# Problem to solve:
In the records below, count how many lines contain the string "outcrop". Case counts. Give only the number.

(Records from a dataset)
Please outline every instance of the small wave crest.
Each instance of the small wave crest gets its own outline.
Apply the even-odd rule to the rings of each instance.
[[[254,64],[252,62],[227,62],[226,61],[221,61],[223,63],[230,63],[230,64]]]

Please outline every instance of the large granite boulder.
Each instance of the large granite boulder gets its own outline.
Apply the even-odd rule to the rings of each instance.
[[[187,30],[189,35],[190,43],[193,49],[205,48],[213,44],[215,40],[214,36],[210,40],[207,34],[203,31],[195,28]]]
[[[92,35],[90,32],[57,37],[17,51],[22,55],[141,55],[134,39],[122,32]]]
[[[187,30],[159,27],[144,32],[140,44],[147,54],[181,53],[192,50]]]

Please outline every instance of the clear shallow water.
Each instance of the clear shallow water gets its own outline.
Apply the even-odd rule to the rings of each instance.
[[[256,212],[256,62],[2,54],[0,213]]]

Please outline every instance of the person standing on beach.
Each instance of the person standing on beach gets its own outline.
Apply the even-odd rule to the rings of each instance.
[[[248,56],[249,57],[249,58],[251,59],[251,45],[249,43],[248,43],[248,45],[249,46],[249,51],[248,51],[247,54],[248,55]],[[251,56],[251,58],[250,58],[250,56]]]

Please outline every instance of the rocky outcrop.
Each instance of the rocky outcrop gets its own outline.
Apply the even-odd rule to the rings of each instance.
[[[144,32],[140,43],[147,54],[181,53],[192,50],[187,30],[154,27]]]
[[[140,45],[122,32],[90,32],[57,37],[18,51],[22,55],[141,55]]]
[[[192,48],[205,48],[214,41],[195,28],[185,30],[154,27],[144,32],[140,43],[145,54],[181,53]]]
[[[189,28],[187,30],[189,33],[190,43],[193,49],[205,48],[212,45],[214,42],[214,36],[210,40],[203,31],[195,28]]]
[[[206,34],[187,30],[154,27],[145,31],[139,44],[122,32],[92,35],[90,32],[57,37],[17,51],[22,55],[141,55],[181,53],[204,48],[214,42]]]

# Response to this task:
2